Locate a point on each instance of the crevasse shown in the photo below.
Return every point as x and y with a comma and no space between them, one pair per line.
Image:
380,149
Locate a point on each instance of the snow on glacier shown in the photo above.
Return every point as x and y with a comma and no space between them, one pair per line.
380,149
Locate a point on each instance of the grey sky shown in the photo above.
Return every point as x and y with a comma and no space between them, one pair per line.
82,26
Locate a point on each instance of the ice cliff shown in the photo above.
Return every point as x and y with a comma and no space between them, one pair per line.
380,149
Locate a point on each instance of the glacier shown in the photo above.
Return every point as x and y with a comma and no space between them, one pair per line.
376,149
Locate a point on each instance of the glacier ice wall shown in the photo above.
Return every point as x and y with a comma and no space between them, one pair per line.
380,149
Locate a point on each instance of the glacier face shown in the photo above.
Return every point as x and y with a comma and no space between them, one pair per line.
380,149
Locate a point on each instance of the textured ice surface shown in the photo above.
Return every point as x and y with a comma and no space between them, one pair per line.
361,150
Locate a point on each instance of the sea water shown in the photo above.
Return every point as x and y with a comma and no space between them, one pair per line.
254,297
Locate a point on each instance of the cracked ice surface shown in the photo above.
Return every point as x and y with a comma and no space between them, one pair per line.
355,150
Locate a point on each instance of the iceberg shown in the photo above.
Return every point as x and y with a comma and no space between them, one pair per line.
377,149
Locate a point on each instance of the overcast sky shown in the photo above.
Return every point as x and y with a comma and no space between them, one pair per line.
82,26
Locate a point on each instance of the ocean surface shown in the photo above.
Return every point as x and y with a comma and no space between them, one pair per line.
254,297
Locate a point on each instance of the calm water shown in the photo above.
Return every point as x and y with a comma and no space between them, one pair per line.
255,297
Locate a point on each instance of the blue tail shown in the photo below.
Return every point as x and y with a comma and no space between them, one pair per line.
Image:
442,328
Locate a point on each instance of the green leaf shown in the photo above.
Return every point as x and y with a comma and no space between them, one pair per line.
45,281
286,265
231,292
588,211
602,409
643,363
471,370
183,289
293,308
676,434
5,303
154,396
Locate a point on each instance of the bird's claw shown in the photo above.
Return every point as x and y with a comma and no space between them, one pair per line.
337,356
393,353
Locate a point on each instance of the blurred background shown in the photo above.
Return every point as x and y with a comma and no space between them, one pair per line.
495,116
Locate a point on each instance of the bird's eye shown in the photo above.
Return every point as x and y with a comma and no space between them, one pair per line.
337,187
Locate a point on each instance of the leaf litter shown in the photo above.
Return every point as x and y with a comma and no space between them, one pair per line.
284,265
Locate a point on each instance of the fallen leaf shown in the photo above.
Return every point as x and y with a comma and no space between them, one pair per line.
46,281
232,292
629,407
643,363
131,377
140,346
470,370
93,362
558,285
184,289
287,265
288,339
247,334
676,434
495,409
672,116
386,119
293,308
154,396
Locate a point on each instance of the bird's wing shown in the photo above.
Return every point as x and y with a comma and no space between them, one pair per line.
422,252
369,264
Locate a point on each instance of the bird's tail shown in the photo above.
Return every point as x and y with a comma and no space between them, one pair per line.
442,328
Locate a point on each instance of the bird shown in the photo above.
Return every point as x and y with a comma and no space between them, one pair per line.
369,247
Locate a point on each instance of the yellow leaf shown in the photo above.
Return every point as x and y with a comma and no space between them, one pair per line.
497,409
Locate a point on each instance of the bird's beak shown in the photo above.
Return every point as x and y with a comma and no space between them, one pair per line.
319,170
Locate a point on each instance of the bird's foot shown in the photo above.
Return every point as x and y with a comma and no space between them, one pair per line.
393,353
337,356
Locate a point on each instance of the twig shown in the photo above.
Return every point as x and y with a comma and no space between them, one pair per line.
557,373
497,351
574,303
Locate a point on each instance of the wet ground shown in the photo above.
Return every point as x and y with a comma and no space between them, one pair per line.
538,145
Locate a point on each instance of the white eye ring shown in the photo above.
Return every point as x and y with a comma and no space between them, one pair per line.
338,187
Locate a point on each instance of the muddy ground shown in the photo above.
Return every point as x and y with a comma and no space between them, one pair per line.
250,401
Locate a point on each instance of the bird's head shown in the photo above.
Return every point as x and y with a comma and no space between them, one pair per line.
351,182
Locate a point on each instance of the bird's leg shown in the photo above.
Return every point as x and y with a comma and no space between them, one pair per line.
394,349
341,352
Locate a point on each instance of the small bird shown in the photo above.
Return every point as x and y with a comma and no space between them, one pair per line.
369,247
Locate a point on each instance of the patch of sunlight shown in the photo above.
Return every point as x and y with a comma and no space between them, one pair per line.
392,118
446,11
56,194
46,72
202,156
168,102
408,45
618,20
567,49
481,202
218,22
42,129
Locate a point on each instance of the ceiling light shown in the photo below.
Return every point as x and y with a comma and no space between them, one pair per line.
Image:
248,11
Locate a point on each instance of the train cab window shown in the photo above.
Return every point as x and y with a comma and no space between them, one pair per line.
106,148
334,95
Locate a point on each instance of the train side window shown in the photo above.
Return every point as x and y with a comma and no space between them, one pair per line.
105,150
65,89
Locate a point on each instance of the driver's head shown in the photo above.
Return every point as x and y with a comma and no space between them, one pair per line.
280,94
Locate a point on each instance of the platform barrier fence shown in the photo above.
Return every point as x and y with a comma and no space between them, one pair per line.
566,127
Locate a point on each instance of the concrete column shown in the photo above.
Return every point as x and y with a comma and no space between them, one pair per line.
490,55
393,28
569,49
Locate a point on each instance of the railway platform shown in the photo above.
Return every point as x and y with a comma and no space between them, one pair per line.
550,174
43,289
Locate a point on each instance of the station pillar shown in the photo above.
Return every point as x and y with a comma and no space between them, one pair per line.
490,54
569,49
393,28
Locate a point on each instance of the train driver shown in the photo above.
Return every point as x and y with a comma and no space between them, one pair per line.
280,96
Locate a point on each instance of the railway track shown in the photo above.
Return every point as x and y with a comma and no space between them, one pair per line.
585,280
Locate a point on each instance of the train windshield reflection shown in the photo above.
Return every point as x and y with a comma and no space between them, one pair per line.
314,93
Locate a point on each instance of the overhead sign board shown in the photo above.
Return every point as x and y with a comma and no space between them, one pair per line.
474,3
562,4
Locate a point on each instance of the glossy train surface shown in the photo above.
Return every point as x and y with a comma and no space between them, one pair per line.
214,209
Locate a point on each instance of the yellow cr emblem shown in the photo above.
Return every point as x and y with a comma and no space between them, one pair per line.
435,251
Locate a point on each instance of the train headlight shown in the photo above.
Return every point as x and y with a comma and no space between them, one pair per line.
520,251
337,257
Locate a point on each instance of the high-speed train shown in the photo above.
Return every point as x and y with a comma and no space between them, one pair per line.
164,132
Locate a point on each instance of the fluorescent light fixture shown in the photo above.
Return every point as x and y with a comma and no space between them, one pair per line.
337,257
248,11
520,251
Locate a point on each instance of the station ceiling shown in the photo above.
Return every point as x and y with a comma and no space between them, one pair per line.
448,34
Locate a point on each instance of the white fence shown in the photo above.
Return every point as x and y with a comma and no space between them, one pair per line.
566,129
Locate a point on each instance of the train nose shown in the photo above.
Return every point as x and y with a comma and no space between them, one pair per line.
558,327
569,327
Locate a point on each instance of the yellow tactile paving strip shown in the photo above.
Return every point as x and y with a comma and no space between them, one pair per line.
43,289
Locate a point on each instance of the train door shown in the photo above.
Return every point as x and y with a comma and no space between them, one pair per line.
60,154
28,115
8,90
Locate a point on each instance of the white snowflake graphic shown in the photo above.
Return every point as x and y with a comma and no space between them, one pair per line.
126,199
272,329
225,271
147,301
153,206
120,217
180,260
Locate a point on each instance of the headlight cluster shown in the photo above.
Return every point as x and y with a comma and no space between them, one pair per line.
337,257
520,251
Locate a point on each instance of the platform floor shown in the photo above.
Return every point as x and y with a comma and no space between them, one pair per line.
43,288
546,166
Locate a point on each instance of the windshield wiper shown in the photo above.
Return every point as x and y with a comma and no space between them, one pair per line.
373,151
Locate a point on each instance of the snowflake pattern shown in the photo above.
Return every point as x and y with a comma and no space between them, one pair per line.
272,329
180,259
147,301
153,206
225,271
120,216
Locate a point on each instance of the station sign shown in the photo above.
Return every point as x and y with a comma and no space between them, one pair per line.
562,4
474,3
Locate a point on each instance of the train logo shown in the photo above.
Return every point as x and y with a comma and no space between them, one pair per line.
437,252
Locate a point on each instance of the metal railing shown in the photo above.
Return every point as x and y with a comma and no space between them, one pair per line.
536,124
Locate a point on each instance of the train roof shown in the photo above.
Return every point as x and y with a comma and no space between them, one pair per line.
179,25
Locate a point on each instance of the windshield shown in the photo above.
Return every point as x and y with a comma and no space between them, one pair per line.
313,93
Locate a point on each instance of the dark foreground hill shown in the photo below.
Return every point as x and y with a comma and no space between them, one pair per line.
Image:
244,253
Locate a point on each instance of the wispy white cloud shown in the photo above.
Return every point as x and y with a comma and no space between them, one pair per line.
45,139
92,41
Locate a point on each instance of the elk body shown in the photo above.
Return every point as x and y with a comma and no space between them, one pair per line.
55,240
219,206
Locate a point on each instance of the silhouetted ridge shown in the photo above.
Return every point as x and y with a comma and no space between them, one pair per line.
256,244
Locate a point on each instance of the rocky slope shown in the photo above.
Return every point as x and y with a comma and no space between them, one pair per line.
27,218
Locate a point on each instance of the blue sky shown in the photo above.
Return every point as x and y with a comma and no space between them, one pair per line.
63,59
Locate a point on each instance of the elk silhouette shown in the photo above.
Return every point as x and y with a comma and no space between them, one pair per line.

__________

Task to carry out
Go through the material and copy each line in which the word "yellow" occurs.

Solution for this problem
Locate a point on each instance of the yellow leaf shown in the photo above.
Locate a point on each instance of the yellow cr emblem shown in the photo above.
Locate a point on each instance of the yellow tactile paving strip shown in the photo above.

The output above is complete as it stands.